[Data to examine]

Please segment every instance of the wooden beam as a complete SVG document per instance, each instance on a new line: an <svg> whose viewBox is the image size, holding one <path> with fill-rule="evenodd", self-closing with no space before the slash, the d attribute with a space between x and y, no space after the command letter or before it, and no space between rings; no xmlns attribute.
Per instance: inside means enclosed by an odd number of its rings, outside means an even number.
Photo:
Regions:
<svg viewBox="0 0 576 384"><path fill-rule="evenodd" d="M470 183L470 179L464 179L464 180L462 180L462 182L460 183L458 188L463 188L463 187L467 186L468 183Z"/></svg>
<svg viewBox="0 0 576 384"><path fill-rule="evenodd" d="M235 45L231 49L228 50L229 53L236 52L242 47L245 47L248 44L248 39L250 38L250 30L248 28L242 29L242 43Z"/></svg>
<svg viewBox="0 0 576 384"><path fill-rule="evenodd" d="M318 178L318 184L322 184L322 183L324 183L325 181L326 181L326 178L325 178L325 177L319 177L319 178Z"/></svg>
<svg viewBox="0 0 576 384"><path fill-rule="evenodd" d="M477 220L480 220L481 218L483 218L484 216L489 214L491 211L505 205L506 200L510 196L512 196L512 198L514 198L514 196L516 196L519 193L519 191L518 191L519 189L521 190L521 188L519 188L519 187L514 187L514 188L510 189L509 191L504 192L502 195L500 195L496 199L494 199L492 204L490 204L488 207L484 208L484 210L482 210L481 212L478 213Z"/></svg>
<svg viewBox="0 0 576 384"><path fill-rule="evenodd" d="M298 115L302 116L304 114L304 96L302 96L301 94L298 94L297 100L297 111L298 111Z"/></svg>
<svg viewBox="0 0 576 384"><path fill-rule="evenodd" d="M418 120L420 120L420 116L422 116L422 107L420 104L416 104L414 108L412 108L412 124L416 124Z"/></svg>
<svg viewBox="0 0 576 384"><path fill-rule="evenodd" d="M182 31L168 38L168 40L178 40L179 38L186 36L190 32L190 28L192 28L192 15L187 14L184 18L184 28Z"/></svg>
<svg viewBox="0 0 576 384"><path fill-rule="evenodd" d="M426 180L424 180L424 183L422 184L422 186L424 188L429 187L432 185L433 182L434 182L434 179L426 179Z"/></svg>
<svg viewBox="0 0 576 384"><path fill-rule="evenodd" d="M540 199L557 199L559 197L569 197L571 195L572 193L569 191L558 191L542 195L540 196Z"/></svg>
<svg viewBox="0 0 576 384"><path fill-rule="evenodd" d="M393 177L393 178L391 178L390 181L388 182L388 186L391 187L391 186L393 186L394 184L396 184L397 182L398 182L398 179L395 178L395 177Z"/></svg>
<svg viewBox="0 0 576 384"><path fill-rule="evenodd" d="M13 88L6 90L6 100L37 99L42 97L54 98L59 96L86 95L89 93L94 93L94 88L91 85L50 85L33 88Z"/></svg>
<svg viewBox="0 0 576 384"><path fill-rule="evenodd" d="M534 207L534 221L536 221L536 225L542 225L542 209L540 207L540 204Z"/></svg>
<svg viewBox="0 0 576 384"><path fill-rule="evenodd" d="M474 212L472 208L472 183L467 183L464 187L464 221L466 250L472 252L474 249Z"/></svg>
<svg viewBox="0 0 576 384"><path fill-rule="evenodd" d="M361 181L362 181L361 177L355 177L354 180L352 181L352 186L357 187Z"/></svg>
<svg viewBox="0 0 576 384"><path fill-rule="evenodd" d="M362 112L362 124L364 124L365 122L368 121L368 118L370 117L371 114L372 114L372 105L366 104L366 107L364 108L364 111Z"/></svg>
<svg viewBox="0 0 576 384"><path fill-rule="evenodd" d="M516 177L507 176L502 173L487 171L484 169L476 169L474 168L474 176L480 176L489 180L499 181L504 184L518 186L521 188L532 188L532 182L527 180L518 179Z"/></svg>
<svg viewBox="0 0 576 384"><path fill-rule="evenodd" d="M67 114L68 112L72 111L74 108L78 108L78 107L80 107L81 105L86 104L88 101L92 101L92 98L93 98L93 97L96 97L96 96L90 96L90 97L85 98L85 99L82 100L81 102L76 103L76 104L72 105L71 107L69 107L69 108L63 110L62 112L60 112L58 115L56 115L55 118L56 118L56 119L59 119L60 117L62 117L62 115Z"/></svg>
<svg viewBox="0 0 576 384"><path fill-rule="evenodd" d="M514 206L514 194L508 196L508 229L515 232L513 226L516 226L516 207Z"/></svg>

[Task statement] With "instance" as the search string, filter the records and return each line that has it.

[Reply]
Please segment every instance of the wooden beam as a complete SVG document per instance, each instance on a new line: an <svg> whose viewBox is the image size, holding one <path> with fill-rule="evenodd", self-closing with no space before the slash, the d attribute with a space between x and y, no space after the command letter or before it, and no space between rings; no xmlns attribute.
Per instance: inside means enclosed by an odd number of its rings, outside means an even number.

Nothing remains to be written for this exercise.